Named-object pointing records
--------
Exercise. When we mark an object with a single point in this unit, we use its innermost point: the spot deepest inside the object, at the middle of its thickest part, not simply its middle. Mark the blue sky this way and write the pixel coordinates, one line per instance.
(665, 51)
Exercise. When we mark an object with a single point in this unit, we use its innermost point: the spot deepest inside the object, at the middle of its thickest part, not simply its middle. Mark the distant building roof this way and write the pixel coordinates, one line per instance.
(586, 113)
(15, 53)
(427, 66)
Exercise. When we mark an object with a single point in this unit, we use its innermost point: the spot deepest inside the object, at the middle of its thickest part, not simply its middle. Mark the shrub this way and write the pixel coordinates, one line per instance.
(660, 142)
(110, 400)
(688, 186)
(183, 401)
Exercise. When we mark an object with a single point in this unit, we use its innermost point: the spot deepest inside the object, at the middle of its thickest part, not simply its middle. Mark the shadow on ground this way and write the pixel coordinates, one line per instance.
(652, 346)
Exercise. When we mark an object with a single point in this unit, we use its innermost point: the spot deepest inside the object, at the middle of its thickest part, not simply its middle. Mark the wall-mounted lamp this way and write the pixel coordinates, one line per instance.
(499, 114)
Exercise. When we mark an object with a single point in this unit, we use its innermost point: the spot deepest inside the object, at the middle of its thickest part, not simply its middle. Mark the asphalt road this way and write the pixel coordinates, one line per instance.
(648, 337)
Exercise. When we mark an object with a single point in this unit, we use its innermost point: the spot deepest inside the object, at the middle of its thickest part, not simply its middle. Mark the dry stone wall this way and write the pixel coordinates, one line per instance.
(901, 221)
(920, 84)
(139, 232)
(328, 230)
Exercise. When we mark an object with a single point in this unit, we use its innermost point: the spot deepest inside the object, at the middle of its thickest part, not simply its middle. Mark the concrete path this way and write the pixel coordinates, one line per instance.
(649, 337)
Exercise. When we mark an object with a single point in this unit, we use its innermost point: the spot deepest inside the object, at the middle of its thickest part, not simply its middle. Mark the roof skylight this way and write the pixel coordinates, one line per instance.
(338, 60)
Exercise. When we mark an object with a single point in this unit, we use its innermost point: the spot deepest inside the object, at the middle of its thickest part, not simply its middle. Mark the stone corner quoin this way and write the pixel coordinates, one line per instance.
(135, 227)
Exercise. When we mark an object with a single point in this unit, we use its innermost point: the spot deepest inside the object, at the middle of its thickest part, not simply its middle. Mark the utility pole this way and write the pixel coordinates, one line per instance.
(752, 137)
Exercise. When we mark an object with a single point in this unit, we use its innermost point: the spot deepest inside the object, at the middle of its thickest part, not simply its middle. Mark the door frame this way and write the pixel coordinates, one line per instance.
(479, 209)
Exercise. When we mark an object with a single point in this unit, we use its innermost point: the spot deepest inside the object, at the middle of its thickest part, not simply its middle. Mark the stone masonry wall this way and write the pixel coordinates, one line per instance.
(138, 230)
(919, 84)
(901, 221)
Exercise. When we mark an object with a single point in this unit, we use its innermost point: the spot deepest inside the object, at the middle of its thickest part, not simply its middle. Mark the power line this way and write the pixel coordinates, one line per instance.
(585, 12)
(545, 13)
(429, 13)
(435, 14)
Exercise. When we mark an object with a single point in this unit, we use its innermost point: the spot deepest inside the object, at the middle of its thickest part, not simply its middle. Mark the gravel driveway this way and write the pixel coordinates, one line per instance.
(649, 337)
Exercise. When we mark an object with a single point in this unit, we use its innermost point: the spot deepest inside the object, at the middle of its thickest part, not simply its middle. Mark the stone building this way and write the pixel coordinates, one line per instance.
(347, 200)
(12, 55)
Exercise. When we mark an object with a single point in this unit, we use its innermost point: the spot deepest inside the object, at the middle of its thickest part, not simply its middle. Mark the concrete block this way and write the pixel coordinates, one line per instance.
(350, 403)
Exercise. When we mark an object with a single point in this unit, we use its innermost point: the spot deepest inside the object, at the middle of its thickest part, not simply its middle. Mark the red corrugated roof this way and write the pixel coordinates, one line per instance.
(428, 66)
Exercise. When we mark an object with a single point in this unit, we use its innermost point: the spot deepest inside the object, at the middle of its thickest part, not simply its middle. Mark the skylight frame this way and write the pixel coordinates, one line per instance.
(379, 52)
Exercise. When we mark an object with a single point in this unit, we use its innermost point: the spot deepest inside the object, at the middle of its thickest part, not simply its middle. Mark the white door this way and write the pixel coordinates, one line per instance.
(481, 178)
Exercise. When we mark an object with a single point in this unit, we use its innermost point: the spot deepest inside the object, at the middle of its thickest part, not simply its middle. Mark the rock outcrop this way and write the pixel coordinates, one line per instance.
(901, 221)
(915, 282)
--------
• **What you should do**
Every record above needs to be repeated word for word.

• **The output**
Exercise. When we mark an object with a single point in this unit, we use its innermost point: the spot deepest inside the object, at the middle of its thickest part, not simply its middle. Mark the blue sky this way and write the pixel coordinates, one line per instance.
(665, 51)
Exercise. When we mark an object with a single point in this unit, we use its innermost point: the spot deepest inside the object, at the middle of its thickest part, not simply its middle. Mark the distant building roof this way and write the pixel coordinates, one line per instance.
(586, 113)
(15, 53)
(427, 66)
Exercise. When we mark an object with a single point in this unit, we use its innermost point: the spot deepest inside the object, at the middle of its thickest part, not simply its middle. Mark the shrub this way and write the pixel coordinates, one line per instance.
(660, 142)
(110, 400)
(688, 186)
(183, 401)
Exercise. When we mark an object with a single point in this unit, we use its innermost point: the spot deepest inside the object, at the middle of its thickest part, not simply its middle. Mark the shadow on ground this way and write the pixel coordinates, one line per instance.
(652, 346)
Exercise. When we mark an object with a single point in this unit, we use its innermost point: the spot deepest inside the object, at the middle of its thickest part, not simply its middle. Mark the wall-mounted lamp this way and write the pixel coordinates, one line per instance.
(499, 114)
Exercise. When we mark an object with a single point in this unit, we use its innermost point: the spot deepest inside the object, at the middle of its thickest part, not simply its middle. Mark the asphalt road this way and write the pixel coordinates, one line per instance.
(648, 337)
Exercise. When we mark an object with a single point in this unit, we use its innermost point: the spot deepest inside the object, at the middle of its thickest part, not simply its middle. Mark the dry stone wall this way and write the pixel coordinates, one line per instance.
(901, 221)
(920, 84)
(139, 232)
(328, 230)
Exercise. When we mark an object with a single point in this unit, we use its innermost point: the spot deepest inside the object, at the middle of its thickest part, not simply its middle. Mark the concrete path this way and write the pixel coordinates, one line per instance.
(649, 337)
Exercise. When we mark an object with a single point in this unit, we use its innermost point: the spot deepest inside the object, at the middle of its thickest part, not simply its middle. Mark the roof skylight this way and write the pixel coordinates, one line per instance.
(338, 60)
Exercise. When we mark an object with a single point in this unit, we use its innermost point: the spot deepest inside the object, at the middle of its thickest part, not simply its middle. Mark the stone corner quoin this way and write the pixel coordinates, one line per instance.
(135, 227)
Exercise. When we mark an object with a single point in this unit, we use its innermost point: the spot deepest inside the object, at the middle of its thickest part, not simply its middle. Mark the utility pole this way and write the pixel coordinates, one line per instance.
(752, 137)
Exercise. When we mark an object with a single point in this unit, we use its innermost point: the spot deepest inside the object, at the middle of its thickest part, not simply its middle. Mark the door frame this way and write the pixel coordinates, one line per instance.
(479, 209)
Exercise. When we mark an object with a single point in this unit, we use its innermost point: the spot deepest inside the object, at the middle of its thickest part, not simply its middle. Mark the stone masonry wall this way and write the pixel coordinates, one line per instance.
(138, 230)
(919, 84)
(901, 221)
Exercise. When we mark an object with a single point in this unit, we use its innermost point: the spot deepest inside the object, at the middle of its thickest part, not simply its middle. Mark the power line this way and write the pixel coordinates, one line per instance.
(585, 12)
(545, 13)
(429, 13)
(435, 14)
Exercise. When we mark an object with a single point in this unit, we use its innermost point: the spot deepest inside the object, at the middle of its thickest part, not simply its middle. Mark the gravel driveway this way and write the pixel coordinates, one line per instance.
(649, 337)
Exercise. When we mark an object with a single point in this unit, we use its innermost point: the spot deepest inside the object, at the middle of its thickest part, not simply its middle. Mark the stone building this way and write the pixel coordinates, one line per instance.
(347, 200)
(12, 55)
Exercise. When we mark an object with a single point in this unit, we use its innermost point: the spot deepest inside the object, at the middle of its thickest part, not simply its middle. Mark the concrete block this way and write the pixel coordinates, one line per instance.
(350, 403)
Exercise. When we mark an object with a single point in this unit, we use its innermost point: the spot deepest inside the object, at the middle of its thickest part, not simply its middle. Mark the red corrugated roof this way and write the pixel coordinates, one line per instance.
(428, 66)
Exercise. When we mark an object with a single point in this unit, we use its innermost point: the spot deepest inside the object, at the middle of its thickest part, not simply its middle. Mark the skylight frame this way and write the pixel coordinates, one line per instance.
(379, 52)
Exercise. When we mark an object with a single point in this unit, we use its innermost point: the spot deepest inside the object, at the middle of its thickest part, not simply its middle. Mark the white door this way and write the pixel coordinates, one line per instance.
(481, 178)
Exercise. When we mark an object with a single point in this unit, we use its innermost point: the spot deepest inside the object, at the middle of its thickest part, not simply its middle. Mark the rock outcrop this way and write the pixel coordinates, one line per instance.
(901, 221)
(915, 282)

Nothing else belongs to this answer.